> _What to produce_: Write out the listing below line for line, leaving every character unchanged.

> _The input_:

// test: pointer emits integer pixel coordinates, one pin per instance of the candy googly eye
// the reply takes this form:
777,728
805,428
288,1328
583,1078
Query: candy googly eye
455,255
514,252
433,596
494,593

> _Answer to the exercise_:
// test: pointer emits integer pixel coordinates, one pin per instance of the candy googly eye
// the reply takes this form:
777,728
805,428
288,1328
583,1078
Query: candy googly eye
455,255
514,252
433,596
494,593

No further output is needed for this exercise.